━━━ Stored records ━━━

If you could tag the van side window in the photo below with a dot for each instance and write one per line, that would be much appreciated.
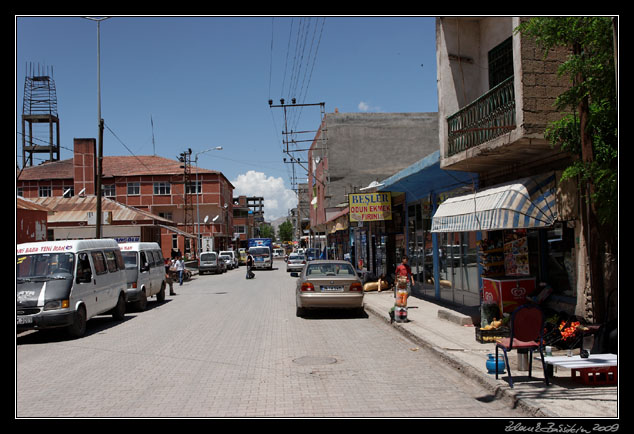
(120, 263)
(150, 257)
(100, 263)
(158, 255)
(144, 264)
(111, 261)
(84, 274)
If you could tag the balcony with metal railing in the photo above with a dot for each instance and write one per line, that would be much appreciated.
(486, 118)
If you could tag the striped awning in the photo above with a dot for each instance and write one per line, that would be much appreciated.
(525, 203)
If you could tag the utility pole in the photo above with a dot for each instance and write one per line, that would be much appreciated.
(291, 147)
(185, 158)
(100, 122)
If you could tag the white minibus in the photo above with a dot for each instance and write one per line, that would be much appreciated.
(66, 283)
(145, 273)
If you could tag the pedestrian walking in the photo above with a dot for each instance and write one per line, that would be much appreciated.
(403, 275)
(169, 264)
(250, 274)
(180, 269)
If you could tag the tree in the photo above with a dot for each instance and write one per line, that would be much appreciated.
(286, 231)
(589, 130)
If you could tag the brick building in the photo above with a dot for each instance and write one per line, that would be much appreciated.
(149, 183)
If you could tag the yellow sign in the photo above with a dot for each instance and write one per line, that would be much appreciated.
(366, 207)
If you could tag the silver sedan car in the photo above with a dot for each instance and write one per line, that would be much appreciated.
(295, 262)
(328, 284)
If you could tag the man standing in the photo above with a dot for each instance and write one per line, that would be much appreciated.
(404, 274)
(180, 269)
(250, 274)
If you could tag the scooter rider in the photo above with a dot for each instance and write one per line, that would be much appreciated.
(250, 274)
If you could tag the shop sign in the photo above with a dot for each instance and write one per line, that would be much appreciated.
(366, 207)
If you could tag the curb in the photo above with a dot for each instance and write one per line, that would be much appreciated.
(499, 391)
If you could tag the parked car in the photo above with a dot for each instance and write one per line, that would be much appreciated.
(66, 283)
(228, 261)
(328, 284)
(311, 254)
(233, 256)
(295, 262)
(208, 263)
(242, 256)
(145, 273)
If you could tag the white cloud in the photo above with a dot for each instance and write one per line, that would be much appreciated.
(366, 107)
(277, 198)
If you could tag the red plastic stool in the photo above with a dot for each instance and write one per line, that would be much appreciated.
(595, 376)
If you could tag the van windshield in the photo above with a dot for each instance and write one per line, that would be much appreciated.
(129, 259)
(259, 251)
(207, 256)
(45, 265)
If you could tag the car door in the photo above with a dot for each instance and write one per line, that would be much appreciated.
(145, 261)
(84, 287)
(101, 279)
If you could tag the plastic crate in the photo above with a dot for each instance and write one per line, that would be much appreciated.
(490, 336)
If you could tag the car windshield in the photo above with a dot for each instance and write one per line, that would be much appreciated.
(44, 264)
(334, 269)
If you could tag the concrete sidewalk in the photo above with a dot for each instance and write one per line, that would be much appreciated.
(451, 335)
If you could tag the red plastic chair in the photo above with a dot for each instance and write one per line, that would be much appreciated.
(527, 334)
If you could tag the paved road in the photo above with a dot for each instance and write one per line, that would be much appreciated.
(230, 347)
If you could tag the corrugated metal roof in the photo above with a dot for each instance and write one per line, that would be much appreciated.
(142, 165)
(75, 209)
(26, 204)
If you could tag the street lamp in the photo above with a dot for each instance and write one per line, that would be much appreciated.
(100, 123)
(198, 240)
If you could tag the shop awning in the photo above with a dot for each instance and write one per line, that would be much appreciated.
(525, 203)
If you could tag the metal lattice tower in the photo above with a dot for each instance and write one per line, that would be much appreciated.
(39, 107)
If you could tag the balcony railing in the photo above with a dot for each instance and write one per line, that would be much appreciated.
(489, 116)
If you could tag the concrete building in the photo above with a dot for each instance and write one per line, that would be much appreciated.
(496, 95)
(350, 152)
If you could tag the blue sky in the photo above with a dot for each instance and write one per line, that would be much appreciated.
(206, 82)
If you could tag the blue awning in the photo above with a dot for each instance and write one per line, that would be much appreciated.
(425, 176)
(525, 203)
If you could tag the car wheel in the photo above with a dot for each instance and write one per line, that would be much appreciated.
(118, 313)
(78, 328)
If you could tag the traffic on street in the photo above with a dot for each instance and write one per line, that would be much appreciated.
(227, 346)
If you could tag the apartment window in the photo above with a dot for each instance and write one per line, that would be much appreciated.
(45, 191)
(134, 188)
(109, 190)
(162, 188)
(500, 63)
(194, 187)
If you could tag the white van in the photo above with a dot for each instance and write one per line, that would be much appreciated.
(234, 257)
(66, 283)
(145, 273)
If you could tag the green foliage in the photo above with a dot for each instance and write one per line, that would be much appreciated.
(590, 67)
(286, 231)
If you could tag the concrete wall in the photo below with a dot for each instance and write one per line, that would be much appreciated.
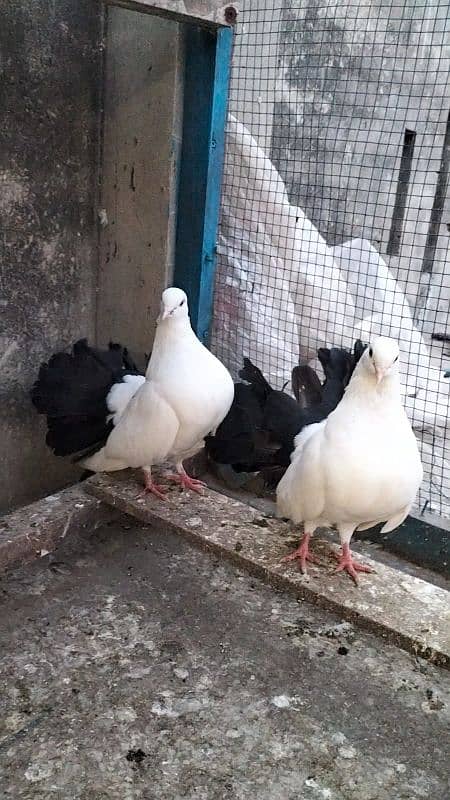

━━━

• **Task requirements**: How many lines in the entries above contain the word "metal"? Reply with the number alone.

• **Written answer**: 3